Write out exactly the lines below that run from the one containing "blurred crowd, which" through the one containing "the dark short", both included, with no other lines.

[Stored data entries]

===

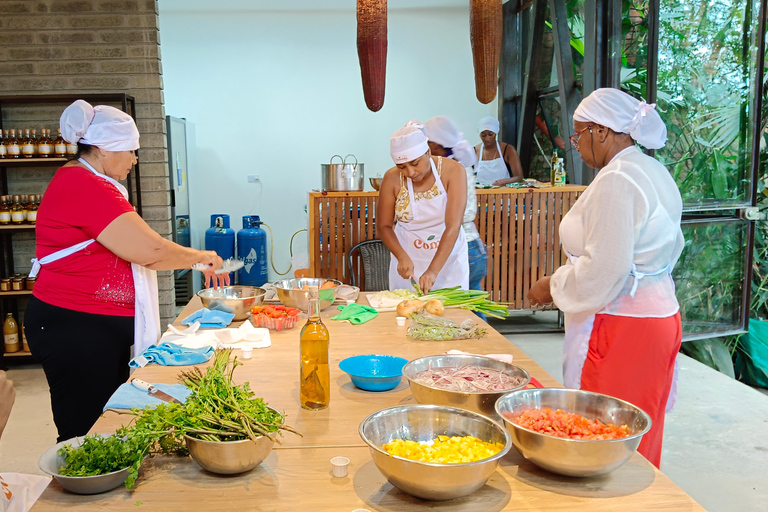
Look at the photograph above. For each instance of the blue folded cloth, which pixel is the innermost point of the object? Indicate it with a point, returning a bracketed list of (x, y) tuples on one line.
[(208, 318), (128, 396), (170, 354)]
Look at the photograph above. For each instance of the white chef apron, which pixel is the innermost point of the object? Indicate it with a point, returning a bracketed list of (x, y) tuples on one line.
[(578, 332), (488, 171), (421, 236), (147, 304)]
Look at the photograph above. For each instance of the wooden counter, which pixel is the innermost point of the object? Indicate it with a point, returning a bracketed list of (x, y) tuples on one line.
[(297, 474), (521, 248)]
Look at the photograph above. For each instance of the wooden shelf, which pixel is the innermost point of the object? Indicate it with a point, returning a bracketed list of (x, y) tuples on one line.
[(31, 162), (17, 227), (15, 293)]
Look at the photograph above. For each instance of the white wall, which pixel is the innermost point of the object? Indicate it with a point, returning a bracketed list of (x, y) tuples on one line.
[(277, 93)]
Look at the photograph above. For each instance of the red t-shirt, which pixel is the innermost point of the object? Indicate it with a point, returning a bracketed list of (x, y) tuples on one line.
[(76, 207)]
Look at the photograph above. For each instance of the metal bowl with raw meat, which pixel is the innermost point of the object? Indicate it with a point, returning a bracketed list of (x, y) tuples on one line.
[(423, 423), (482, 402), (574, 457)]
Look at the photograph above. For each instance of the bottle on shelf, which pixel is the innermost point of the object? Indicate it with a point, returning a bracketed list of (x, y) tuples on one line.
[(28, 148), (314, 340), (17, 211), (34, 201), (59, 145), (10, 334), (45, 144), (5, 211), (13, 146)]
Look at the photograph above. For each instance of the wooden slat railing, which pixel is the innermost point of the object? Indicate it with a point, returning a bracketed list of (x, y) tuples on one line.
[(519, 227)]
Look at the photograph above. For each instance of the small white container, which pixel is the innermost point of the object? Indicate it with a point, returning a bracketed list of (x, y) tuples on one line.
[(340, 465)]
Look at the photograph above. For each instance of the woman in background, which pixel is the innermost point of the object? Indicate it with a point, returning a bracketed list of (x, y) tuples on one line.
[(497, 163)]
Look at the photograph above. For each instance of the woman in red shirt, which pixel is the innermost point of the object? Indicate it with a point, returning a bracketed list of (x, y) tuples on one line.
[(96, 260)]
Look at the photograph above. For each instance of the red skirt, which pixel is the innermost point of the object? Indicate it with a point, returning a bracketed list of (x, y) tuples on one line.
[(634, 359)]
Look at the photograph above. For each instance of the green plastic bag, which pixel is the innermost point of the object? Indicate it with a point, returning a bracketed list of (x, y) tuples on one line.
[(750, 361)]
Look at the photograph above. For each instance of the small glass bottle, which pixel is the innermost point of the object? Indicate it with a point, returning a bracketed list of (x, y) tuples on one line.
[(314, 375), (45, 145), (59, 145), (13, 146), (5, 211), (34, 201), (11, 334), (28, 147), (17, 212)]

===

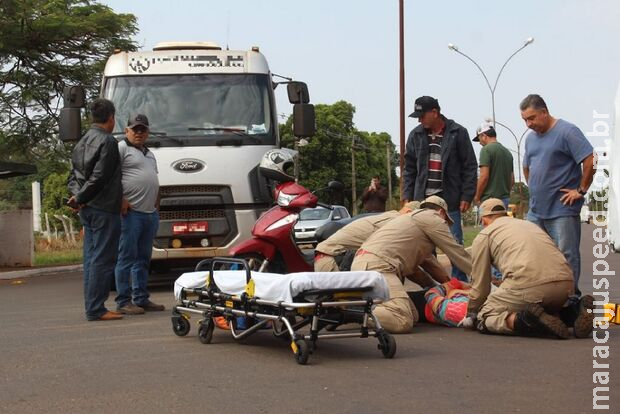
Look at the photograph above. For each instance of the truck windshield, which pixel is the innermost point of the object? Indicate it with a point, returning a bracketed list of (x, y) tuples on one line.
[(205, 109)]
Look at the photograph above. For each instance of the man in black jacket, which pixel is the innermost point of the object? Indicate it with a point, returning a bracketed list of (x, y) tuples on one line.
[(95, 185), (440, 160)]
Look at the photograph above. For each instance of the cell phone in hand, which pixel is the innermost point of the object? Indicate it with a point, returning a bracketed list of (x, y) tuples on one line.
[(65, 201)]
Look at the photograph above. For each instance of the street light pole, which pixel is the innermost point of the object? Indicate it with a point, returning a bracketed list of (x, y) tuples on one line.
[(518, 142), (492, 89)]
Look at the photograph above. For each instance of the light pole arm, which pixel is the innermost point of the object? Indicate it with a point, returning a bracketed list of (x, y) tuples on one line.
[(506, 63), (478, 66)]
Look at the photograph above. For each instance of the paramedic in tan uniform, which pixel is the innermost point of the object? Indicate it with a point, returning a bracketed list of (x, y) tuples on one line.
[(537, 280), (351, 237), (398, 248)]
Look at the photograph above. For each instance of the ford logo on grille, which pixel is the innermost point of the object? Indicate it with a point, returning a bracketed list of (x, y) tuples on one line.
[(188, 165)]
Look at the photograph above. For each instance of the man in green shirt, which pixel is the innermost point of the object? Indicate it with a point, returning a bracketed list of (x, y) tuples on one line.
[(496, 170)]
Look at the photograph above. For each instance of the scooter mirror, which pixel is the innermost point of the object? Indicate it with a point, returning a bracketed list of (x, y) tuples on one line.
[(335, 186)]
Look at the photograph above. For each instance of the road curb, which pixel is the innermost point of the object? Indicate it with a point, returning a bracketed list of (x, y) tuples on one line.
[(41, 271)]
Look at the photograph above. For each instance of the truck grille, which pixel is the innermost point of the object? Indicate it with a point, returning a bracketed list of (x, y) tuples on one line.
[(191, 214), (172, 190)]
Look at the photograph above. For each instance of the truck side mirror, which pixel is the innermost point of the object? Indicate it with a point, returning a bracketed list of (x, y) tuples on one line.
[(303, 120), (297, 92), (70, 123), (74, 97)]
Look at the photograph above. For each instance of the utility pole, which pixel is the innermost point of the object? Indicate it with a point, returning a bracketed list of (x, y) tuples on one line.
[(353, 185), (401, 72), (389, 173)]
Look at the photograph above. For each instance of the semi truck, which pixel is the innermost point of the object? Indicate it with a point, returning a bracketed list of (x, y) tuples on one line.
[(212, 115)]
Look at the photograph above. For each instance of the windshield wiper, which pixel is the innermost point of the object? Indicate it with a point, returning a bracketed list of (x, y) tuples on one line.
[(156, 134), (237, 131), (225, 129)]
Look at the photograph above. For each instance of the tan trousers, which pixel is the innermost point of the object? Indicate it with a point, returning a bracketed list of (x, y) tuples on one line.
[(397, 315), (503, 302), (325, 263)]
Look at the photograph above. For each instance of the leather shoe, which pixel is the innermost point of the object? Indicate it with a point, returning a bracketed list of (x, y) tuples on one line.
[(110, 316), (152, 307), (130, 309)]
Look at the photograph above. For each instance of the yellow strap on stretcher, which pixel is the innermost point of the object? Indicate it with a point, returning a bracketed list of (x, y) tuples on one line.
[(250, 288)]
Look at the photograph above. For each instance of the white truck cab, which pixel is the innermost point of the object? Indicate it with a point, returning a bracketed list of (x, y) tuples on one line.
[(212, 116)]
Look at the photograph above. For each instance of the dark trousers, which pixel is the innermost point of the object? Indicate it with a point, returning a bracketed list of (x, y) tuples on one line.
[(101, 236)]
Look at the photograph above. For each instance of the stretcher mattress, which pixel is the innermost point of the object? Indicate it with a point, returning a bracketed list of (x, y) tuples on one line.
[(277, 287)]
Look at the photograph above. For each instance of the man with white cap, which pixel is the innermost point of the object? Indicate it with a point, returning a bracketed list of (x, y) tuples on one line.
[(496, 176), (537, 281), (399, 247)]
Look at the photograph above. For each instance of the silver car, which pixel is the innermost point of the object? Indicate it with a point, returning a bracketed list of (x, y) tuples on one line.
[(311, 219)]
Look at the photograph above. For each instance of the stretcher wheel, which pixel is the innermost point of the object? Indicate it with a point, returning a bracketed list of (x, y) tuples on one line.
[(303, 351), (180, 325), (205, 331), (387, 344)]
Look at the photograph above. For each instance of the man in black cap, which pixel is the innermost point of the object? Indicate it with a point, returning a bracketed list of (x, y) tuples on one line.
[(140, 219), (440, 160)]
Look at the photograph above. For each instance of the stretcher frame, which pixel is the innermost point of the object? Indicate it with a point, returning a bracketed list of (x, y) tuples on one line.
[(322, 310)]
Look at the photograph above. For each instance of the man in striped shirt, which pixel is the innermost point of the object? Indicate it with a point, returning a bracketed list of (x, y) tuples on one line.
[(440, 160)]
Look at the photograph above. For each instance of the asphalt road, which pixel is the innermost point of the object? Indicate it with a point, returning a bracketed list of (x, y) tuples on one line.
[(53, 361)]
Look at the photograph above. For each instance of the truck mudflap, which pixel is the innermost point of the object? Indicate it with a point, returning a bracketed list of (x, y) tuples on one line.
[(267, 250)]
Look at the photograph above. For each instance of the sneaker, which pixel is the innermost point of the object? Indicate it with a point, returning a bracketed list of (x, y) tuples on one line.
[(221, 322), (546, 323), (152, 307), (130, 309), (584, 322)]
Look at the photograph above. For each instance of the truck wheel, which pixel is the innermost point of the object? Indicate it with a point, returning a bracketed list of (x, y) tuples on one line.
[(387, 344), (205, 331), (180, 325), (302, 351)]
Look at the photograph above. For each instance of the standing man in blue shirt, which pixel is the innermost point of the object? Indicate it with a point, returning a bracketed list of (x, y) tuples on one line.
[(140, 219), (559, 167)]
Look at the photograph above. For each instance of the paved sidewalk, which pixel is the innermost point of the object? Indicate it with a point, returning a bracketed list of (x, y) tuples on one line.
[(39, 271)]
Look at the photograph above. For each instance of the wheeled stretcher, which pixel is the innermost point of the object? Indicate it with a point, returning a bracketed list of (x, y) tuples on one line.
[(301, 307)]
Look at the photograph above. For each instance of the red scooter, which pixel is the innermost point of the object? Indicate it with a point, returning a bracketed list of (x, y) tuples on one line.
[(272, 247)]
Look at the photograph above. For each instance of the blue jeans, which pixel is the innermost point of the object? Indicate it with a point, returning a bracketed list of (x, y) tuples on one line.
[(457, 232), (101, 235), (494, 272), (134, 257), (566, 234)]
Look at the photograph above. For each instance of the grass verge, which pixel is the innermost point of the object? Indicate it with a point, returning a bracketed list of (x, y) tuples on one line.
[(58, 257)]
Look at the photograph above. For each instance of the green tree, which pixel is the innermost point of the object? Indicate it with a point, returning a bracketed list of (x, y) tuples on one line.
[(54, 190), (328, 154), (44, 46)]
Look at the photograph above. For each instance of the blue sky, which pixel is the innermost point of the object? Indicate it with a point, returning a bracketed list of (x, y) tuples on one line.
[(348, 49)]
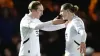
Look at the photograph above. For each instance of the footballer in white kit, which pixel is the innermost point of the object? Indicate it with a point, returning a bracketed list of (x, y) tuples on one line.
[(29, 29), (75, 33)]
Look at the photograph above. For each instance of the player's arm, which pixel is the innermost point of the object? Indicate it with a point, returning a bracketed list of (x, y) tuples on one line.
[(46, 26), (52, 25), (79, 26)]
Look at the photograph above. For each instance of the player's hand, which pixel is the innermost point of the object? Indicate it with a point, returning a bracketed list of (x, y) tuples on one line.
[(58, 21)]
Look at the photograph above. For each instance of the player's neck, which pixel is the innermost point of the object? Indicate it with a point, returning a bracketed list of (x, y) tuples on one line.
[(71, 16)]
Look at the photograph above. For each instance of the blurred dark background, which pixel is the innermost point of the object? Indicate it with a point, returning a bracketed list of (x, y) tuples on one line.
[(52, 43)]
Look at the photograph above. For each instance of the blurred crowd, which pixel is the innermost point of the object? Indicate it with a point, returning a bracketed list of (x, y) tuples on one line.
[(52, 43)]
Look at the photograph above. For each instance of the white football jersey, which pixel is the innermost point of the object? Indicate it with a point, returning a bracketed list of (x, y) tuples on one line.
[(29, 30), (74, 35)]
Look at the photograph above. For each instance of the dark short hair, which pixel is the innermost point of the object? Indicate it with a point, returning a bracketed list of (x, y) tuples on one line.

===

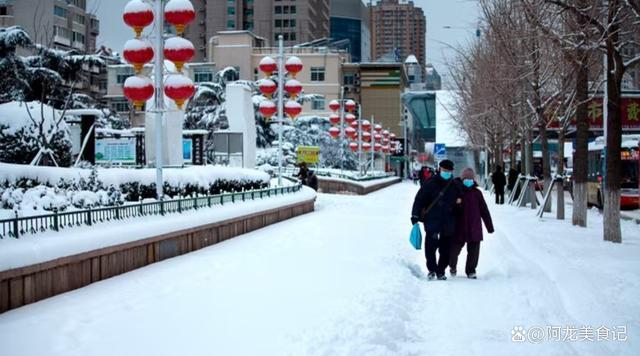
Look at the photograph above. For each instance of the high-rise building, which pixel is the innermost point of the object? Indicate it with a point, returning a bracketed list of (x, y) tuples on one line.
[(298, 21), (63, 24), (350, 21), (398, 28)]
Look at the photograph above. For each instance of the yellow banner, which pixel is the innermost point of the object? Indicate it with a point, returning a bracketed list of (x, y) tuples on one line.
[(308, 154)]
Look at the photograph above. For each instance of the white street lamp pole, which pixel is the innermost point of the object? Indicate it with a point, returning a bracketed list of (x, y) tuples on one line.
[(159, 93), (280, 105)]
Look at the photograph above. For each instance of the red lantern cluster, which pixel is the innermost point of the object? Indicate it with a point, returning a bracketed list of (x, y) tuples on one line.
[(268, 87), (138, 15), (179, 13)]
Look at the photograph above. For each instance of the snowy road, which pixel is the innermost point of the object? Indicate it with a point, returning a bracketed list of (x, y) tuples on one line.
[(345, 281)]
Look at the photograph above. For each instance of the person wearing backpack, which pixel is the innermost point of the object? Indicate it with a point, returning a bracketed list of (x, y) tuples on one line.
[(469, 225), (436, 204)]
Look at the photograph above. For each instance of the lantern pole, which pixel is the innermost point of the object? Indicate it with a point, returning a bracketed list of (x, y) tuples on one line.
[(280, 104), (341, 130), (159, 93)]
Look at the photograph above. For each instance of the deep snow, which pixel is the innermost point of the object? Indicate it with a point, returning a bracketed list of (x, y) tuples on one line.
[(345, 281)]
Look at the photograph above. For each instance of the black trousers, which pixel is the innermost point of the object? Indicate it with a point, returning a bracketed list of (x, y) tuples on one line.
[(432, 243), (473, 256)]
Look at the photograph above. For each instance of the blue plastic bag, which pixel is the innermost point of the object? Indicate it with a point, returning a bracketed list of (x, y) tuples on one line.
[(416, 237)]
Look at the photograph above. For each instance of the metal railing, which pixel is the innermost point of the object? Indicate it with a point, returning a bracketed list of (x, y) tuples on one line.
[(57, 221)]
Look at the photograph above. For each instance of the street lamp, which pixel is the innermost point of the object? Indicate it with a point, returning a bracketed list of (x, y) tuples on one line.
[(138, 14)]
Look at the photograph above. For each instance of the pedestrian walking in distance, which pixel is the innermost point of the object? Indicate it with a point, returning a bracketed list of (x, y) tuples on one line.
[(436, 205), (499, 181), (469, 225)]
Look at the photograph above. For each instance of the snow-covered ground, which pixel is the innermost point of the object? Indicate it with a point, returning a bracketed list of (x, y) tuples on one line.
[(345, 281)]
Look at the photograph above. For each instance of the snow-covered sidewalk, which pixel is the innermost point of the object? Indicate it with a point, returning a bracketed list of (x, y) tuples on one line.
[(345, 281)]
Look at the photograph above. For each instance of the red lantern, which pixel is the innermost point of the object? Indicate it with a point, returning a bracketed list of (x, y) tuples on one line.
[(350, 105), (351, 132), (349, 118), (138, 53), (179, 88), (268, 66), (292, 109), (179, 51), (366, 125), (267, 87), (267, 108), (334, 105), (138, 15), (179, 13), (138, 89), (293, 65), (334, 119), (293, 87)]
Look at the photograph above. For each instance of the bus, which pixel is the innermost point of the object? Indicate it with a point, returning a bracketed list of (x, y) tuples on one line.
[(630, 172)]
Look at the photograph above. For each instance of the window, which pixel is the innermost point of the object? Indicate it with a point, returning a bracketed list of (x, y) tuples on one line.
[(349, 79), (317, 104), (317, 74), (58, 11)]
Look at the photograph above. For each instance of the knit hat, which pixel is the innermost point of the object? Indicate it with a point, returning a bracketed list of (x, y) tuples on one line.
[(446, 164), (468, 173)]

===

_Solution to this task_
Look at the photograph above. For each instance of the blurred crowd, which pixel is the innermost point of the object? Indicate it with a point, returning a bracketed list of (x, y) tuples on one line.
[(52, 43)]
Look at the photograph above. For each instance of the white football jersey, which pixel is the innermost point of the object? Indicate it with a point, returning a bracketed list of (x, y) tuples on one line.
[(29, 30), (74, 35)]
Look at the photograph above. For each instance of the dark short hair, which pixel is the innermost point of the object? Indicate it with a point, returning a bracketed list of (x, y) tuples on one line.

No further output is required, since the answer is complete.